CONSEGNA 1 –
Ricopi integralmente, senza alcuna modifica, il brano sul cucchiaio del nonno prigioniero di guerra.
CONSEGNA 2 –
Estragga dalle righe sottostanti tutte quelle che contengono la parola "picture", tenendo conto di maiuscole e minuscole.

BRANO DI PARTENZA –
•••••

Le parole che incontriamo nel corso della nostra vita la condizionano irrimediabilmente. Alcune tra le parole che lacerarono di più il mio animo di bambina non giunsero né da un libro né dalla bocca di qualcuno, ma erano incise nel manico di un cucchiaio.
Ricorderò per sempre il giorno in cui chiesi a mia nonna perché il cucchiaio dello stufato portasse dietro una scritta in tedesco. Per la prima volta sentii parlare dei campi di concentramento. Mi spiegò che nonno lo aveva con sé il giorno in cui tornò dalla guerra. Era il suo cucchiaio durante la prigionia. 
Ogni prigioniero aveva diritto, al giorno, a infilare una volta soltanto il suo cucchiaio nel pentolone che conteneva acqua bollita e patate. I giorni buoni erano quelli con tre o quattro pezzi di patata.

Quando fui più grande mi raccontarono che nonno fu prigioniero di guerra in un campo in Germania. Del suo internamento non si è mai saputo granché. Mia nonna diceva che non ne parlava mai e mi regalò un plico di fogli legati a quel periodo. Tra quelle cose ho ritrovato appunti sul campo di sterminio di Buchenwald, ma tutte le lettere dell’epoca della prigionia provengono da un campo della Sassonia: Stammlager XI-B. Le lettere sono in realtà cartoline o moduli prestampati che riportano nome e numero del prigioniero e il codice del campo. In tutte campeggia la raccomandazione, in tedesco e in italiano, di non uscire dalle righe adibite al contenuto. Per quanto riguarda quest’ultimo, si tratta sempre di rassicurazioni sul suo stato di salute, ringraziamenti per le lettere ricevute e richieste di sigarette. Trapela la pesantezza della parola, calibratissima per non incappare nella censura, a filo tra il tentativo di non mentire e la volontà di non spaventare chi quella lettera l’avrebbe letta. In una racconta che il suo lavoro è costruire treni, in un’altra del compagno che si è ammalato ma che almeno non sarà obbligato lavorare. Parla della Pasqua, della gioia di essere riuscito in qualche modo a celebrarla. Raramente si trovano riferimenti alla sua vita prima della guerra, e quando ne parla la evoca come un’esperienza lontana che forse non ritornerà.

•••••

RIGHE FORNITE –
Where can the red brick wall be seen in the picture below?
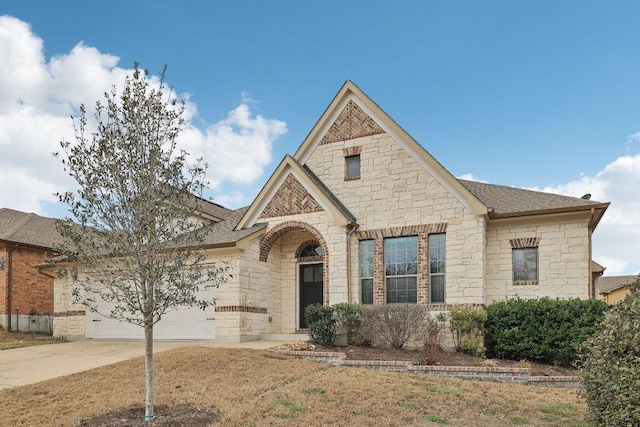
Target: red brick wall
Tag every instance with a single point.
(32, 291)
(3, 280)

•••••

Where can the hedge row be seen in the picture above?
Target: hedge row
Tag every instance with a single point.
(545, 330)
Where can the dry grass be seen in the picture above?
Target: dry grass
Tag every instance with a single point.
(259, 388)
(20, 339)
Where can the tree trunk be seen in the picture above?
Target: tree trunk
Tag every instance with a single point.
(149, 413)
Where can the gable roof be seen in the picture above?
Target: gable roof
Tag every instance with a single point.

•••••

RISULTATO DELL'ESERCIZIO 1 –
Le parole che incontriamo nel corso della nostra vita la condizionano irrimediabilmente. Alcune tra le parole che lacerarono di più il mio animo di bambina non giunsero né da un libro né dalla bocca di qualcuno, ma erano incise nel manico di un cucchiaio.
Ricorderò per sempre il giorno in cui chiesi a mia nonna perché il cucchiaio dello stufato portasse dietro una scritta in tedesco. Per la prima volta sentii parlare dei campi di concentramento. Mi spiegò che nonno lo aveva con sé il giorno in cui tornò dalla guerra. Era il suo cucchiaio durante la prigionia. 
Ogni prigioniero aveva diritto, al giorno, a infilare una volta soltanto il suo cucchiaio nel pentolone che conteneva acqua bollita e patate. I giorni buoni erano quelli con tre o quattro pezzi di patata.

Quando fui più grande mi raccontarono che nonno fu prigioniero di guerra in un campo in Germania. Del suo internamento non si è mai saputo granché. Mia nonna diceva che non ne parlava mai e mi regalò un plico di fogli legati a quel periodo. Tra quelle cose ho ritrovato appunti sul campo di sterminio di Buchenwald, ma tutte le lettere dell’epoca della prigionia provengono da un campo della Sassonia: Stammlager XI-B. Le lettere sono in realtà cartoline o moduli prestampati che riportano nome e numero del prigioniero e il codice del campo. In tutte campeggia la raccomandazione, in tedesco e in italiano, di non uscire dalle righe adibite al contenuto. Per quanto riguarda quest’ultimo, si tratta sempre di rassicurazioni sul suo stato di salute, ringraziamenti per le lettere ricevute e richieste di sigarette. Trapela la pesantezza della parola, calibratissima per non incappare nella censura, a filo tra il tentativo di non mentire e la volontà di non spaventare chi quella lettera l’avrebbe letta. In una racconta che il suo lavoro è costruire treni, in un’altra del compagno che si è ammalato ma che almeno non sarà obbligato lavorare. Parla della Pasqua, della gioia di essere riuscito in qualche modo a celebrarla. Raramente si trovano riferimenti alla sua vita prima della guerra, e quando ne parla la evoca come un’esperienza lontana che forse non ritornerà.

RISULTATO DELL'ESERCIZIO 2 –
Where can the red brick wall be seen in the picture below?
Where can the hedge row be seen in the picture above?
Where can the dry grass be seen in the picture above?
Where can the tree trunk be seen in the picture above?
Where can the gable roof be seen in the picture above?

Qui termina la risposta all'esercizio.